__READING PASSAGE__.
■ ■ ■ ■

Situated in the modern day Outer Banks of North Carolina, Roanoke Island was originally named after the Native American people that inhabited the area. The entire island is only eight miles long and two miles wide. Today, it is home to 6,724 people and the “oldest cultivated grapevine in the world.”
But the island is, perhaps, best known for one of the most pervasive and unusual mysteries in North American history. On July 22, 1587, a group of 115 English colonists arrived to establish a colony on Roanoke Island. But by August 1590, the entire settlement had quietly disappeared without explanation or ceremony. The houses and fortifications were dismantled, and no “trace of the 90 men, 17 women, and 11 children” would ever be found.
The plan had been that if the colonists were forced out of the area (by flood, drought, Native Americans, etc), they would carve a Maltese cross into a tree to signify distress. However, those searching for the colonists would only find the letters C R O carved into a tree. Later, they discovered that the word CROATOAN was carved into a fence post, but the name didn’t exactly clarify the mystery. There was a nearby Croatoan Island (now Hatteras Island); however, no evidence was ever found that the colonists, or their structures, livestock, or belongings, ended up on Croatoan Island.
Later known as The Lost Colony, the disappearance of the Roanoke Island settlement, and more specifically, the colony’s subsequent failure to reemerge within written (or at least verifiable) history, has become a favorite source of speculation for historians and countrymen alike. What happened to the colonists? If they died, where are their bones? Where are their houses and belongings? How did an entire colony effectively disappear?
A Series of Failures
The first English colony in North America was established in by Sir Ralph Lane, an English explorer “of unknown parentage and education,” on Roanoke Island in 1585. The Roanoke Island settlement attempts were organized and chartered by Sir Walter Raleigh. During this expedition, Lane and 107 male settlers were left on Roanoke Island while their fleets returned to England to procure more men and supplies.
Though the initial Roanoke Island settlement was known for relying heavily upon local Algonquian tribes, the colonists treated the locals with “suspicious harshness” and routinely kidnapped Native American leaders to extort food and information. Ultimately, Lane led an unprovoked, yet brutal, attack on the natives, and consequently, killed off their primary source of food. As a result, the entire colony returned to England with Sir Francis Drake when his fleet stopped to visit Roanoke Island (after attacking a Spanish colony in St. Augustine) in 1586.
Less than a week after the initial colony set sail back to England with Drake, their supply ships arrived with reinforcements to find the entire settlement deserted. Fifteen men stayed behind to protect England’s claim to the town while the ships returned to the motherland to figure out what exactly had transpired. Though Raleigh was angered by the desertion of the colonists, he remained focused on creating a successful North American colony.

■ ■ ■ ■

__ENTRIES SUPPLIED__.
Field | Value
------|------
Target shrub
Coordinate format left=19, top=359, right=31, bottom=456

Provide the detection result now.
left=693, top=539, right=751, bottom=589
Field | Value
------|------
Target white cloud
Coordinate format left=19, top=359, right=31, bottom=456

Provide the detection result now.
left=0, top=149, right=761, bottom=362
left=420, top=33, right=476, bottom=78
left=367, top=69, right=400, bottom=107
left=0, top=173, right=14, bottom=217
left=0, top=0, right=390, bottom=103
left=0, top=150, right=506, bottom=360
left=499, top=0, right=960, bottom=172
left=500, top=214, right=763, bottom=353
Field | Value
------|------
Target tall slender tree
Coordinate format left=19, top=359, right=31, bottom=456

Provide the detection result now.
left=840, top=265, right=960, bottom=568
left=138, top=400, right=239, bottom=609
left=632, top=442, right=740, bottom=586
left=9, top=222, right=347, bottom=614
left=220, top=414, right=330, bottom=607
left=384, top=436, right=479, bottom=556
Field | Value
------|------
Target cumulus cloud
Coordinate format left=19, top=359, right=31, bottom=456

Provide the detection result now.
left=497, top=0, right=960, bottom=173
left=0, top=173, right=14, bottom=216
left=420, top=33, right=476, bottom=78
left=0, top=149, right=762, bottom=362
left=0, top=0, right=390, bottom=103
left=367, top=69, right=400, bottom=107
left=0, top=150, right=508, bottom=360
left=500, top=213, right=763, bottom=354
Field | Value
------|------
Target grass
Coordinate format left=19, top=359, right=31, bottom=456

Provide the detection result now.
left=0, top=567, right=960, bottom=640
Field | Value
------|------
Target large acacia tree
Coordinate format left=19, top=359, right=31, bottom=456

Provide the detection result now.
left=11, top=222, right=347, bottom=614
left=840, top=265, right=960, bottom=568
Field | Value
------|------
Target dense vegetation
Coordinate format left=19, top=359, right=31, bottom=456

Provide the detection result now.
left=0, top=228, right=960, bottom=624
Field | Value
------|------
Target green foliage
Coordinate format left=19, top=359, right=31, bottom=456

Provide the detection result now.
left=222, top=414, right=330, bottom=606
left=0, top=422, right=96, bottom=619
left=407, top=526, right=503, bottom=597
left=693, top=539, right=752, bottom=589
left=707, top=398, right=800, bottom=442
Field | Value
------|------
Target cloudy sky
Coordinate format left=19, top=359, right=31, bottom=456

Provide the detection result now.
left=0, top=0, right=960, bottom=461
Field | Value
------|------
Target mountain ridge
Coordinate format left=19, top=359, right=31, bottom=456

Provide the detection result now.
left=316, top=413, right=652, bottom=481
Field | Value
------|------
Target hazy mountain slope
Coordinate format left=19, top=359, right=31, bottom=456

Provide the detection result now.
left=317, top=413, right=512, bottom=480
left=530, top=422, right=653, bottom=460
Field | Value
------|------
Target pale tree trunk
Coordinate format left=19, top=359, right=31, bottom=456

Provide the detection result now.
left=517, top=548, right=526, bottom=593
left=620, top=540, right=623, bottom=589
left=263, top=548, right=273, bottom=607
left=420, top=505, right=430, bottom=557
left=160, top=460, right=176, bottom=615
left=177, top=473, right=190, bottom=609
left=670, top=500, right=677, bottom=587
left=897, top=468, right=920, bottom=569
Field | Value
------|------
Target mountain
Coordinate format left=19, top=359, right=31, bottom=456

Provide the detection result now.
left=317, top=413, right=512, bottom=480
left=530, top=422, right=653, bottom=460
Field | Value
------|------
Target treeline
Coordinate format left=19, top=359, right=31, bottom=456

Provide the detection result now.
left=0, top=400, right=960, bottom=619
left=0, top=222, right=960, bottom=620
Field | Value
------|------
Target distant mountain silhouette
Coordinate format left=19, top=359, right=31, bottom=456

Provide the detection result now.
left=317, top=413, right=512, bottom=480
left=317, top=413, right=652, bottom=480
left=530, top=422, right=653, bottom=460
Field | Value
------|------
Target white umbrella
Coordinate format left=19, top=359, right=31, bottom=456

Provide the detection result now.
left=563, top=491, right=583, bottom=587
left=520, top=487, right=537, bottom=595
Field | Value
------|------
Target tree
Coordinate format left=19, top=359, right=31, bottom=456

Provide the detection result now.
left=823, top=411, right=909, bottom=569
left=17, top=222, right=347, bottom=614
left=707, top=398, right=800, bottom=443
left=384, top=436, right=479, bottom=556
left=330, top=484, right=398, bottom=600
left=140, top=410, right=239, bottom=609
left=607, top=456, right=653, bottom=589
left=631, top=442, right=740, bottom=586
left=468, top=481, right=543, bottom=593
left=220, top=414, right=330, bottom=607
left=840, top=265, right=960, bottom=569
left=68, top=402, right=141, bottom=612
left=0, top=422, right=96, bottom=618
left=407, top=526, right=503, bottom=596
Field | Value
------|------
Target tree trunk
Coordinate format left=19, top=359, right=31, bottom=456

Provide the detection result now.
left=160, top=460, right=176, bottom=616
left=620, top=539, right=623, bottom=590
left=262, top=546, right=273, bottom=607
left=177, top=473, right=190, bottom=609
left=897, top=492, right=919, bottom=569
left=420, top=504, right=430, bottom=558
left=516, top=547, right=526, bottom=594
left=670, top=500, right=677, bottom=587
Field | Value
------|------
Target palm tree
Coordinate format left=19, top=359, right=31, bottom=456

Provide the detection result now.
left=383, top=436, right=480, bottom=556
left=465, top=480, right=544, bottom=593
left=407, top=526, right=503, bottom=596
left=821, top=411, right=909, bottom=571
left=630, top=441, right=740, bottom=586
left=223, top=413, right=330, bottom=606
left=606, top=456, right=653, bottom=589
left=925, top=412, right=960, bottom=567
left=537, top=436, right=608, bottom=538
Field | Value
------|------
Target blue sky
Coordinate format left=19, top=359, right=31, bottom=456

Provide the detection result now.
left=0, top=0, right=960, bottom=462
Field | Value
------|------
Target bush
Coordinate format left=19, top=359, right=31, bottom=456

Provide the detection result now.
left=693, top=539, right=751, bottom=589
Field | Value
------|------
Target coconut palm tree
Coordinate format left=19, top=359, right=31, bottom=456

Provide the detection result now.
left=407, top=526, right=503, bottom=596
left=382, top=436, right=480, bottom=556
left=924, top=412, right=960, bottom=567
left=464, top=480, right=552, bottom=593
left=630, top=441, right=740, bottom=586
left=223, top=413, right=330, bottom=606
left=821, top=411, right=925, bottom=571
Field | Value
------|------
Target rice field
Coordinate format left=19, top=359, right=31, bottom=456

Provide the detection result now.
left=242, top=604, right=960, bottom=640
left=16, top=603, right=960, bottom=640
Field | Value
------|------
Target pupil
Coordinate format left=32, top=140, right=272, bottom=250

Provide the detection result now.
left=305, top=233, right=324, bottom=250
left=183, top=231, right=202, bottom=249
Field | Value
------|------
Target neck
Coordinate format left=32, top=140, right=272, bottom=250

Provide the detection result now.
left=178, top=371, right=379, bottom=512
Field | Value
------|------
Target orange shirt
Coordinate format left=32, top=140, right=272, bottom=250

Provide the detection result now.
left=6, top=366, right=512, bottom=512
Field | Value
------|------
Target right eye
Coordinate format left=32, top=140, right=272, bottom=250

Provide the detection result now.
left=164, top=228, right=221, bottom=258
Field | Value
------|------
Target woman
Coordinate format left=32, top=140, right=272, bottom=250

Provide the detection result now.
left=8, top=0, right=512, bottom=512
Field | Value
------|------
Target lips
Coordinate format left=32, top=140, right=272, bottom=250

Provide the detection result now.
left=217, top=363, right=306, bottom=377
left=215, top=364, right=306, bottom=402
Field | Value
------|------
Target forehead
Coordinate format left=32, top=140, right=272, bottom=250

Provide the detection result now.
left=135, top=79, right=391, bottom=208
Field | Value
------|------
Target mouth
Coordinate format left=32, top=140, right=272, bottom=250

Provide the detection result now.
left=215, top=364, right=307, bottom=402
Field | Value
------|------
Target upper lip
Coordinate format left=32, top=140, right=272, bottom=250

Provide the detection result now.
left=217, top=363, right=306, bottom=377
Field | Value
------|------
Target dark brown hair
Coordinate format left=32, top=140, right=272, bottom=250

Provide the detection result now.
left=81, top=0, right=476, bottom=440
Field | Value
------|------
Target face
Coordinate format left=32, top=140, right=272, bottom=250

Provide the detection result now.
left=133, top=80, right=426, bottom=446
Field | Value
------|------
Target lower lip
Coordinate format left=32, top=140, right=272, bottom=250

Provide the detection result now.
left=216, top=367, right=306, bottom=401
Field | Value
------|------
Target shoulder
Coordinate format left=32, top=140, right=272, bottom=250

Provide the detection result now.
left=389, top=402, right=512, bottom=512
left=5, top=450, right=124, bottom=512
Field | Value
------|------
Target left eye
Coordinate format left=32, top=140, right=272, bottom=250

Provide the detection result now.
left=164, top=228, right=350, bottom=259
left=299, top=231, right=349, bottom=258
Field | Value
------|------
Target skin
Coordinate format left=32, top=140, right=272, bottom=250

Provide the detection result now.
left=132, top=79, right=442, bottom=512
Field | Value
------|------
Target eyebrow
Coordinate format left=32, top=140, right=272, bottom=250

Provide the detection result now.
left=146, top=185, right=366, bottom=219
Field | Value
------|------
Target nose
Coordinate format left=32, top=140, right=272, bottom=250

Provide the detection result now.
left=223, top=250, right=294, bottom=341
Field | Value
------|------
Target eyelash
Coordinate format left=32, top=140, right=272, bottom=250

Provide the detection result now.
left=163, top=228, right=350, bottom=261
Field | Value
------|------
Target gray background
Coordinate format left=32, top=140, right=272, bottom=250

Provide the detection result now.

■ ■ ■ ■

__WHAT IS ASKED__.
1. In the Roanoke Island passage, what word did searchers find carved into a fence post?
2. Gather each line of the listing that contains the word "white".

__TASK RESPONSES__.
1. CROATOAN

2.
Target white cloud
Target white umbrella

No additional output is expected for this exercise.